**** 抜粋
相撲文化の中に取り込まれている日本文化は陰陽道思想です。おそらく思想的なものを意識的に取り入れたのは明治以降であろう。

過般(22.1.30)、産経新聞【新聞に喝!】で関西大学副学長・黒田勇 相撲文化の在り方について述べていた。その中に

確かに相撲は古代から存在したが、土俵ができたのは江戸時代で、最初は四角だったという。様式や制度が整備され、「伝統」が形作られたのは明治以降で、新聞、ラジオ、テレビというメディアの発達に伴い、「見せるスポーツ」へと不断に修正は加えられている。かつては両力士の息があうまで仕切り直しは続いたが、ラジオ中継が始まった昭和初期に7分の制限時間が設けられ、さらに戦後のテレビ中継開始とともに4分に短縮された。こうした相撲の「伝統」や「歴史」を正しく伝えることも現在の問題を考える際には必要だろう。

とあった。
以前、どこかに書いたが「相撲は神事である」。どこかの相撲解説者のよく言う言葉です。この相撲には先の陰陽道の考え方が多くちりばめられています。

「はっきよいのこった」のはっきは易の使う「八卦がよい」という意味であり順風漫歩、すべてよしということです。塩をまくのも死者の穢れを祓う行為だし、四股を踏む四は、四方を意味しており、陰陽道でいう四神に対する儀式だと言われています。その四神、すなわち四方を守る玄武(北)、青龍(東)、朱雀(南)、白虎(西)で、四股を踏んで沈める儀式です。
********
**** 保存データ
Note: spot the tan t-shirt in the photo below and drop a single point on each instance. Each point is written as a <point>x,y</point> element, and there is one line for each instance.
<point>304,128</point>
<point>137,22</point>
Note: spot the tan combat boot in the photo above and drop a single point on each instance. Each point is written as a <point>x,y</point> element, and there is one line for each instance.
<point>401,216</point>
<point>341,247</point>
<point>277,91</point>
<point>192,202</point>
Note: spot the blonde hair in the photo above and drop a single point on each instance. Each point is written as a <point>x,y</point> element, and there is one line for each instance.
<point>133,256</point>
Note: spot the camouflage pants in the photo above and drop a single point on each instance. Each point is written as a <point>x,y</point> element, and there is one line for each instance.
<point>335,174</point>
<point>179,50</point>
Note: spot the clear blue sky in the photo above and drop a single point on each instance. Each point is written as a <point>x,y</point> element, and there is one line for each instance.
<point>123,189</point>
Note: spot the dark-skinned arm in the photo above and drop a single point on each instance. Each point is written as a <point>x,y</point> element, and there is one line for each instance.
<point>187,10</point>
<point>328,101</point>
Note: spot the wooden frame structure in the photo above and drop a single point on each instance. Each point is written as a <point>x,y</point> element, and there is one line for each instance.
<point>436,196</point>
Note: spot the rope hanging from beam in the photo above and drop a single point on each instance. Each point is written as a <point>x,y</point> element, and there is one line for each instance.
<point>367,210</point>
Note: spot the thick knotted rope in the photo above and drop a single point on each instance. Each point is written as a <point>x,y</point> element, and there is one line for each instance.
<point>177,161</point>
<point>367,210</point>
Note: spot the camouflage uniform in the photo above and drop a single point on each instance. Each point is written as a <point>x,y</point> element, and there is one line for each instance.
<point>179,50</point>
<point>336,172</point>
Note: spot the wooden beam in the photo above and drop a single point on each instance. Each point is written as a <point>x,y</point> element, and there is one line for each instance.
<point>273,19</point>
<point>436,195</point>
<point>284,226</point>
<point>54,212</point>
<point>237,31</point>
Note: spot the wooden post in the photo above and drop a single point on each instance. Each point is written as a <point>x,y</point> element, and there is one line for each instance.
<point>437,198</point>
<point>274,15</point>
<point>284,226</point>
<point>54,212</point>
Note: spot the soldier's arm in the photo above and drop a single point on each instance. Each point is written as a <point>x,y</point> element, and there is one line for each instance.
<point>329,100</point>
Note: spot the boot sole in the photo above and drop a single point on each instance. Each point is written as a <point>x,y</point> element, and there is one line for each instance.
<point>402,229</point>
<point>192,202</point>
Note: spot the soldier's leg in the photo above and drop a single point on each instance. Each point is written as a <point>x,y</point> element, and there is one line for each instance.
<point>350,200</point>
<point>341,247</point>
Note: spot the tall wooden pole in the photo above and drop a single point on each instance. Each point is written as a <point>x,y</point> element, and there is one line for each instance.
********
相撲についての抜粋によると、ラジオ中継が始まった昭和初期に設けられた仕切りの制限時間は何分でしたか。 これらの記録は抜粋の内容とは関係ありません。

7分です。